The Roman Catholic Church, which teaches that the conjugal act must always leave open the possibility of conception, also says promoting the use of condoms to fight the spread of AIDS fosters what it sees as immoral and hedonistic lifestyles and behavior that will only contribute to its spread.
U.N. ends inquiry over secret listening device
The United Nations has ended an internal inquiry into the discovery of a secret listening device at the world body’s European headquarters without finding out who planted the bug or when, officials said yesterday.
The listening device was found during renovation work in an art deco room known as the Salon Francais, which adjoins a main conference hall.
Well-placed security sources questioned whether any major secrets could have been overheard because top government officials have security that includes electromagnetic waves to thwart eavesdropping systems.
Patrick Daniel Eugster, a Swiss surveillance expert who saw photographs of the device, said most of the parts were Russian in origin and that the device was at least three years old.
Europe, Turkey agree to hold EU entry talks
The European Union and Turkey yesterday reached a historic agreement to begin talks in October aimed at bringing the populous Muslim nation into the EU.
Turkey accepted an offer from the 25 EU leaders during their two-day summit to launch a process that could take years and could transform the political and social landscape of both parties.

──────────────────────────────

TO DO |
[1] List every organization named in the news excerpts.
[2] Print the portion of the news excerpts from "Europe, Turkey agree" up to and including "into the EU.".

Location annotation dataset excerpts
──────────────────────────────

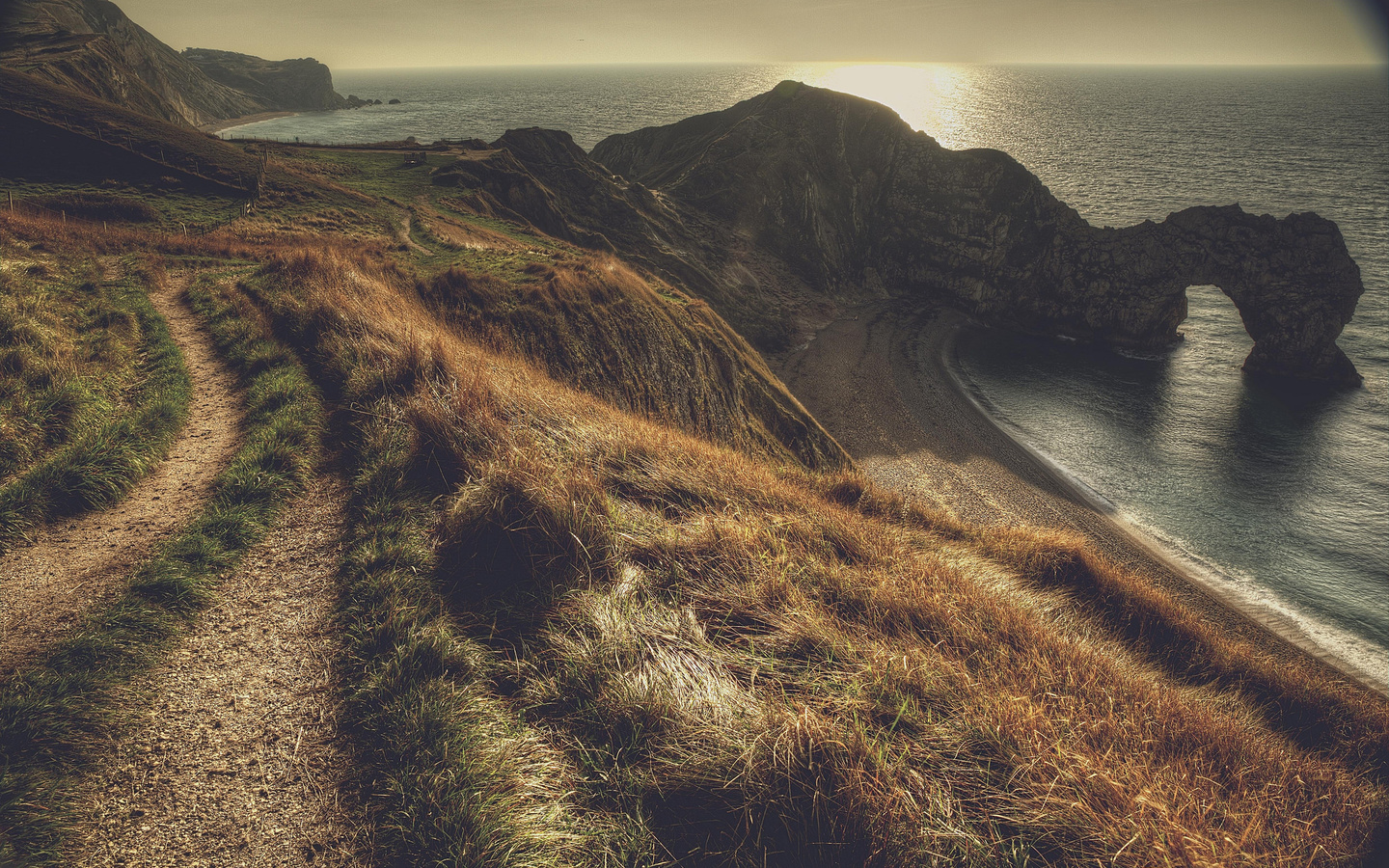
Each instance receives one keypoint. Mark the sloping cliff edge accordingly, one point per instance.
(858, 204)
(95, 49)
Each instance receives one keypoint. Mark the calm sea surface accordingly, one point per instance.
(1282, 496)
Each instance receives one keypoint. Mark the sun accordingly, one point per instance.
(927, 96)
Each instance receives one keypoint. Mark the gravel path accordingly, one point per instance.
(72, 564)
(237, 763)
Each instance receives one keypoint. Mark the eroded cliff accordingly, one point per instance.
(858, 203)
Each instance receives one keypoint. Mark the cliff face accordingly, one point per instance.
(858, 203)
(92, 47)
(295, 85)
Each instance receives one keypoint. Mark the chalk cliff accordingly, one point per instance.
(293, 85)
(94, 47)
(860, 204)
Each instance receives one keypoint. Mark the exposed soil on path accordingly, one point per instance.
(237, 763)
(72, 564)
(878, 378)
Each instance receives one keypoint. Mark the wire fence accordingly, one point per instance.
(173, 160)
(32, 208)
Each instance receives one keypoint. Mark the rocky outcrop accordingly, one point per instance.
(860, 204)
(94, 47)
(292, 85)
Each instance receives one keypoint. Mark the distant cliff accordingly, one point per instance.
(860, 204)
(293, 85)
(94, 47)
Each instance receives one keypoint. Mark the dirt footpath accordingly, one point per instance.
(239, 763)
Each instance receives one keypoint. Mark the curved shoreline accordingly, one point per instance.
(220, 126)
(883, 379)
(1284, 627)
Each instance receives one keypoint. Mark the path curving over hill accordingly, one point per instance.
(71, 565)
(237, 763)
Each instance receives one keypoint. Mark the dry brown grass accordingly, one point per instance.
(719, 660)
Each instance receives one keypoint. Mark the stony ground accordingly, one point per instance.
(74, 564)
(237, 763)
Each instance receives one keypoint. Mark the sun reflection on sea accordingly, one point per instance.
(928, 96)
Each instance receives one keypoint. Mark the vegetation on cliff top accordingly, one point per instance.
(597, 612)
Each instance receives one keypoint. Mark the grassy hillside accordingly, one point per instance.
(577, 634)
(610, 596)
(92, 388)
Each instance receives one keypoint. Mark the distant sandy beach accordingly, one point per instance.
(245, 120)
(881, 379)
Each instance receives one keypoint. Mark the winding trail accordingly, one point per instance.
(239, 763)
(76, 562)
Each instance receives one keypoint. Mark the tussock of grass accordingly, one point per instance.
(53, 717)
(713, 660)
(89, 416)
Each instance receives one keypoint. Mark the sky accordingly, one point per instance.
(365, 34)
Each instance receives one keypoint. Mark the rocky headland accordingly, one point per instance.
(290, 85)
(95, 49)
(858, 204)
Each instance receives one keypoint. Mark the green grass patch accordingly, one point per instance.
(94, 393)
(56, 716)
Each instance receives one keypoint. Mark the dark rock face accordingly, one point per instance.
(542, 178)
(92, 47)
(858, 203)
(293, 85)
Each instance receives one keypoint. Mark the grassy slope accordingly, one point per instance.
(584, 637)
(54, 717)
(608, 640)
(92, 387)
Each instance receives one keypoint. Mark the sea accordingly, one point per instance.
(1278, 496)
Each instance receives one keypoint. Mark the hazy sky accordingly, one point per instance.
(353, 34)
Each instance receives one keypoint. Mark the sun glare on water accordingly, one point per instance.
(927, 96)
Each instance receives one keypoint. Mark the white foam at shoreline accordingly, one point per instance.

──────────────────────────────

RESPONSES IN ORDER |
[1]
Roman Catholic Church
United Nations
European Union

[2]
Europe, Turkey agree to hold EU entry talks
The European Union and Turkey yesterday reached a historic agreement to begin talks in October aimed at bringing the populous Muslim nation into the EU.